▼

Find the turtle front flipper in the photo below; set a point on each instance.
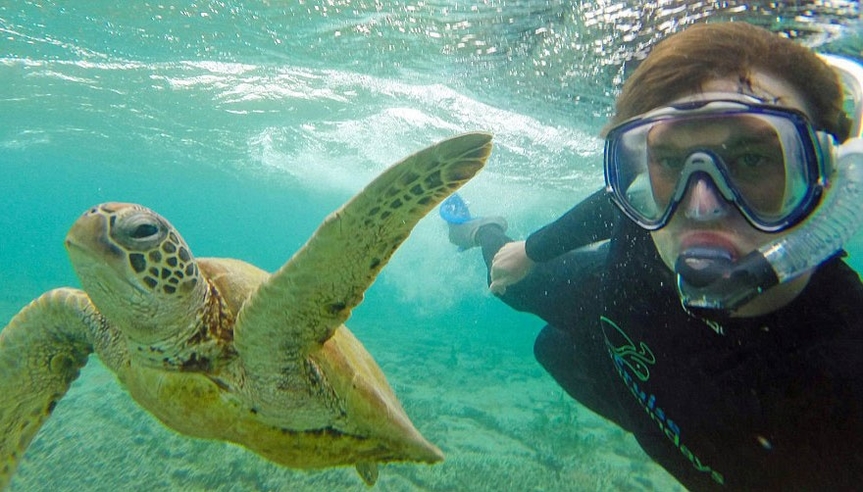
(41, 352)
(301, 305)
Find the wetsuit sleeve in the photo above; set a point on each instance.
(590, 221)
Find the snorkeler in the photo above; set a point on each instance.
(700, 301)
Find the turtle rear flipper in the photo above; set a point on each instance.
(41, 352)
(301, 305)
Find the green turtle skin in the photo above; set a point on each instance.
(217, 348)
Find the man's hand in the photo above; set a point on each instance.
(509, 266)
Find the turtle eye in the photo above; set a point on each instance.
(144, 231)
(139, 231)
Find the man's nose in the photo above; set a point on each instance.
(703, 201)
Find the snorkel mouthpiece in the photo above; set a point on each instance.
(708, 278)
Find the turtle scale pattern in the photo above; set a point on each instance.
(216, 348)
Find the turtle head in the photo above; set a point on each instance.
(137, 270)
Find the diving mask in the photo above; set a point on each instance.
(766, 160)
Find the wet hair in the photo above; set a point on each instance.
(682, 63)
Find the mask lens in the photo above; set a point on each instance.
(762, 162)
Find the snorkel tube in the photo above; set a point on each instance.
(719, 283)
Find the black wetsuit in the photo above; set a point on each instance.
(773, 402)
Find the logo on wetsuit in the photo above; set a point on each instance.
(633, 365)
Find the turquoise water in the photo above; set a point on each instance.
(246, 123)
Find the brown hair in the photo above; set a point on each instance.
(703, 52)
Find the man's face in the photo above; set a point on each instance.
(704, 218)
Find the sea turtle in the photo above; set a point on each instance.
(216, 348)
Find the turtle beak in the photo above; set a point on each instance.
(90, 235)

▲
▼

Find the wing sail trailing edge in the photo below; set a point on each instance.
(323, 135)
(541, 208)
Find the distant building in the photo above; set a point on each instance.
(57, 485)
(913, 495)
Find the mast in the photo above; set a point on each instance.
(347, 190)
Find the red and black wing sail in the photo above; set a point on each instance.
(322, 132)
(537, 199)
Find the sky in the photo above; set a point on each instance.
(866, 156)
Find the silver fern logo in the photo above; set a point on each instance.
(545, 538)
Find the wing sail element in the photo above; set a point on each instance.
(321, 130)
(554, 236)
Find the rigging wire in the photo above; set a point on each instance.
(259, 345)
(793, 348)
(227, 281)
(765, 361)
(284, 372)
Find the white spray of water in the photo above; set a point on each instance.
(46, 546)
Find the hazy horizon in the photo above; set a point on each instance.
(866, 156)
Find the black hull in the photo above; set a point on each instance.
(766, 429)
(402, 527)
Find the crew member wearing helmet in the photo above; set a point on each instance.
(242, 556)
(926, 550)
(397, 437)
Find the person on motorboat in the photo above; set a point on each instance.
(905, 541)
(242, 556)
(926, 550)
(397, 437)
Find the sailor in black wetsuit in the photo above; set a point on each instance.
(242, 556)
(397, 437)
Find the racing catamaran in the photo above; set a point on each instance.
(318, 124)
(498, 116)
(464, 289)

▲
▼

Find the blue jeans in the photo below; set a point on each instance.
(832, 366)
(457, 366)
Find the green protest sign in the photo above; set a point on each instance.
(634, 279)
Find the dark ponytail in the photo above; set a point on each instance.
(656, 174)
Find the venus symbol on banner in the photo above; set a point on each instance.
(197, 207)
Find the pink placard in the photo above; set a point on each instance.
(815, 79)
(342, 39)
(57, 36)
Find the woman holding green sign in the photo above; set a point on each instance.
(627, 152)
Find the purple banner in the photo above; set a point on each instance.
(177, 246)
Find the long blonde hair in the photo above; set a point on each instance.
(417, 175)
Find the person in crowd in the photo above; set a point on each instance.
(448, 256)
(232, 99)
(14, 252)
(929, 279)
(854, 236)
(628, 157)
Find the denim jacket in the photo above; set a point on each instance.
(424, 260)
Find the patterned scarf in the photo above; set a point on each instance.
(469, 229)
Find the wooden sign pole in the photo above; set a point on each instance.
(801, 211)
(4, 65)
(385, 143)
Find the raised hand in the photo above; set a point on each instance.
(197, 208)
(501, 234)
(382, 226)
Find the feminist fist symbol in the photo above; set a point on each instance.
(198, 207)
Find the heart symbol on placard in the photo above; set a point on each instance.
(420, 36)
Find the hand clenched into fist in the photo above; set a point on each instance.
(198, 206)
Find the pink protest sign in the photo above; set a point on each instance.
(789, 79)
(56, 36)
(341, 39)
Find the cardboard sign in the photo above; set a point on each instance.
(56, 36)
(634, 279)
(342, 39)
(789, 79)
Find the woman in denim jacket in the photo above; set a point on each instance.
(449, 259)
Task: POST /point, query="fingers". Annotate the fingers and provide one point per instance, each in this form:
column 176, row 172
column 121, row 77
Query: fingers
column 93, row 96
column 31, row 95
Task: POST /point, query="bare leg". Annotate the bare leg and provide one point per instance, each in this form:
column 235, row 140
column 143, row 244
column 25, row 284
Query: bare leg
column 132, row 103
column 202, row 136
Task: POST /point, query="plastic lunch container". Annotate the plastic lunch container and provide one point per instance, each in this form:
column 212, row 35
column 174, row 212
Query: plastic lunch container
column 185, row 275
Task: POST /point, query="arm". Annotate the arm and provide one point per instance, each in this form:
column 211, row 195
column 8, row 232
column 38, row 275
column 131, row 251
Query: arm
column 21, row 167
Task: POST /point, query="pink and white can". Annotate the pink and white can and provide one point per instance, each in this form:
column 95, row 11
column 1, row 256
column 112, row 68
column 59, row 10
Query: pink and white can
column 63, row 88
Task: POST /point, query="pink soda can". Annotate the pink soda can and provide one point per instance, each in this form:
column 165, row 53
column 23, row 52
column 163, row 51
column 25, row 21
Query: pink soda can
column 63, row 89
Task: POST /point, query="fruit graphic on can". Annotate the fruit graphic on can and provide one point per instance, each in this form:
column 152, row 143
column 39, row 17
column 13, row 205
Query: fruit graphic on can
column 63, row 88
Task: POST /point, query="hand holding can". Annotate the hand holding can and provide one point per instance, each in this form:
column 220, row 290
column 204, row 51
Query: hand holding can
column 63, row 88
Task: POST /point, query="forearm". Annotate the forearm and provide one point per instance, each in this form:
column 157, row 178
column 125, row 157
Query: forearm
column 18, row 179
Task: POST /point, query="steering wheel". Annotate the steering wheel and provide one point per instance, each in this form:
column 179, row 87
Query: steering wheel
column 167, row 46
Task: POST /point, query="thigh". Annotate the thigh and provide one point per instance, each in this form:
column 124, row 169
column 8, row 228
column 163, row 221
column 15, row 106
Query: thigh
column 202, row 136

▲

:: WHAT IS REQUIRED ::
Copy back the listing above exactly, but only from the line with "column 165, row 53" through the line with "Annotate the forearm", both ends included.

:: RESPONSE TO THE EXERCISE ::
column 165, row 53
column 23, row 52
column 163, row 51
column 25, row 21
Query: pink soda can
column 63, row 89
Task: POST /point, query="fruit graphic on can". Annotate the fruit graphic on can and provide one point per instance, each in this form:
column 152, row 143
column 39, row 17
column 13, row 205
Query: fruit graphic on can
column 63, row 88
Task: POST /point, query="hand holding can". Annotate the hand holding can and provide one point per instance, each in this form:
column 220, row 290
column 204, row 51
Query: hand holding can
column 63, row 88
Task: POST /point, query="forearm". Annotate the forearm and provide one point per instance, each in this form:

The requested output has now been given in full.